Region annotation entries
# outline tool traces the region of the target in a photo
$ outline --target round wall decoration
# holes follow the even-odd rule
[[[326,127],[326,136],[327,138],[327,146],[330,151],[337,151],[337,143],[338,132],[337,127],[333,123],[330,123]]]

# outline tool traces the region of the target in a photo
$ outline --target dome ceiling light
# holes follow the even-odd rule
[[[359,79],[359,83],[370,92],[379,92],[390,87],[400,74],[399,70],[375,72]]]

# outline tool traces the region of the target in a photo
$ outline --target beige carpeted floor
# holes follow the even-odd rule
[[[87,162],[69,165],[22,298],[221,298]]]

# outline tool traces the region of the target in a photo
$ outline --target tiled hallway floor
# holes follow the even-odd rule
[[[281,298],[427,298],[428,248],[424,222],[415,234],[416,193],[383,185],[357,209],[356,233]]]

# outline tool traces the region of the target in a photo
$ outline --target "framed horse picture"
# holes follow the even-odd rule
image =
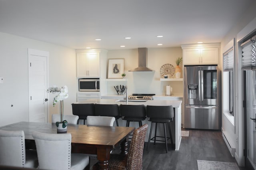
[[[124,59],[109,59],[108,79],[122,79],[124,71]]]

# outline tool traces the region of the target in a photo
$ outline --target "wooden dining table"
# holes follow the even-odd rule
[[[42,123],[20,122],[0,127],[0,129],[24,130],[26,149],[35,146],[33,132],[57,133],[55,124]],[[99,169],[107,170],[110,151],[115,147],[120,146],[120,154],[128,154],[128,136],[134,129],[134,127],[68,125],[67,133],[72,136],[72,152],[96,154]]]

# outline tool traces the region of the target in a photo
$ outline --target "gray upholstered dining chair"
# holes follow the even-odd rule
[[[114,117],[100,116],[87,116],[87,125],[112,127],[116,120]]]
[[[116,126],[118,127],[118,119],[121,117],[119,107],[117,104],[94,104],[95,115],[115,117]]]
[[[64,115],[63,120],[66,120],[68,121],[68,124],[72,125],[78,125],[79,117],[76,115]],[[52,115],[52,123],[55,123],[56,122],[60,121],[60,114],[53,114]]]
[[[38,168],[83,170],[90,168],[89,157],[71,153],[71,134],[33,132],[38,158]]]
[[[26,150],[23,130],[0,130],[0,165],[37,167],[36,152]]]

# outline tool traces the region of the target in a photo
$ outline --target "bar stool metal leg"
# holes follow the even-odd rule
[[[116,126],[119,127],[119,125],[118,125],[118,121],[117,121],[117,119],[116,119]]]
[[[156,146],[156,130],[157,129],[157,123],[155,123],[156,128],[155,128],[155,137],[154,140],[154,146]]]
[[[150,142],[151,138],[151,134],[152,134],[152,126],[153,123],[151,122],[151,125],[150,126],[150,130],[149,132],[149,136],[148,137],[148,146],[147,146],[147,150],[148,149],[148,146],[149,146],[149,144]]]
[[[167,123],[167,125],[168,126],[168,128],[169,129],[169,133],[170,134],[170,138],[171,140],[171,143],[172,145],[172,147],[173,148],[175,148],[174,144],[173,143],[173,140],[172,140],[172,130],[171,130],[171,125],[170,123],[168,122]]]
[[[167,139],[166,138],[166,128],[165,123],[164,123],[164,140],[165,140],[165,150],[167,153]]]

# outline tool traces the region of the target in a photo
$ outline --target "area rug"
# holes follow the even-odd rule
[[[189,131],[181,130],[181,136],[188,137],[189,136]]]
[[[236,163],[197,160],[198,170],[239,170]]]

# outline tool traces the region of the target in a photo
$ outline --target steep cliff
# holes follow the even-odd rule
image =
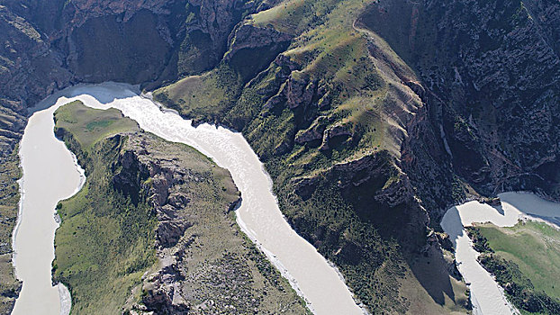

» Work to complete
Go through the entries above and output them exactly, without pictures.

» Final result
# outline tool traces the region of the target in a photo
$ outline --target round wall decoration
# holes follow the even-odd rule
[[[326,127],[326,136],[327,138],[327,146],[330,151],[337,151],[337,143],[338,132],[337,127],[333,123],[330,123]]]

# outline tool traces the region of the target in a photo
$ outline --target dome ceiling light
# holes follow the even-odd rule
[[[359,79],[359,83],[370,92],[379,92],[390,87],[400,74],[399,70],[375,72]]]

# outline tool traces the region of the target in a photo
$ outline --target beige carpeted floor
# holes follow the even-odd rule
[[[87,162],[69,165],[22,298],[221,298]]]

# outline tool traces the region of the target in a photo
$ outline --target tiled hallway floor
# holes follow the even-odd rule
[[[281,298],[427,298],[428,248],[424,222],[415,234],[416,193],[383,185],[357,209],[356,233]]]

# outline tool traces the region of the target in a photo
$ outline --target "framed horse picture"
# holes follow the even-odd rule
image =
[[[124,59],[109,59],[108,79],[122,79],[124,71]]]

# outline tool traces the region of the target in a photo
$ outline --target "wooden dining table"
# holes follow the even-odd rule
[[[42,123],[20,122],[0,127],[0,129],[24,130],[26,149],[35,146],[33,132],[57,133],[55,124]],[[99,169],[107,170],[110,151],[115,147],[120,146],[120,154],[128,154],[128,136],[134,129],[134,127],[68,125],[67,133],[72,136],[72,152],[96,154]]]

# outline tool traces the region of the target in a photo
$ outline --target "gray upholstered dining chair"
# holes follow the even-odd rule
[[[114,117],[100,116],[87,116],[87,125],[112,127],[116,120]]]
[[[116,126],[118,127],[118,119],[121,117],[119,107],[117,104],[94,104],[95,115],[115,117]]]
[[[64,115],[63,120],[66,120],[68,121],[68,124],[72,125],[78,125],[79,117],[76,115]],[[52,115],[52,123],[55,123],[56,122],[60,121],[60,114],[53,114]]]
[[[38,168],[83,170],[90,168],[89,157],[71,153],[71,134],[33,132],[38,158]]]
[[[26,150],[23,130],[0,130],[0,165],[37,167],[36,152]]]

# outline tool traces the region of the target in a photo
$ outline --target "bar stool metal leg"
# holes follow the even-odd rule
[[[116,126],[119,127],[119,125],[118,125],[118,121],[117,121],[117,119],[116,119]]]
[[[156,146],[156,130],[157,129],[157,123],[155,123],[156,128],[155,128],[155,137],[154,140],[154,146]]]
[[[150,142],[151,138],[151,134],[152,134],[152,126],[153,123],[151,122],[151,125],[150,126],[150,130],[149,132],[149,136],[148,137],[148,146],[147,146],[147,150],[148,149],[148,146],[149,146],[149,144]]]
[[[167,123],[167,125],[168,126],[168,128],[169,129],[169,133],[170,134],[170,138],[171,140],[171,143],[172,145],[172,147],[173,148],[175,148],[174,144],[173,143],[173,140],[172,140],[172,130],[171,130],[171,125],[170,123],[168,122]]]
[[[167,139],[166,138],[166,128],[165,123],[164,123],[164,140],[165,140],[165,150],[167,153]]]

# outline tool traces the region of the target in a photo
$ outline --target "area rug"
# holes follow the even-odd rule
[[[189,131],[181,130],[181,136],[188,137],[189,136]]]
[[[236,163],[197,160],[198,170],[239,170]]]

# outline tool traces the region of the target in a photo
$ outline --target steep cliff
# holes follow the even-odd rule
image =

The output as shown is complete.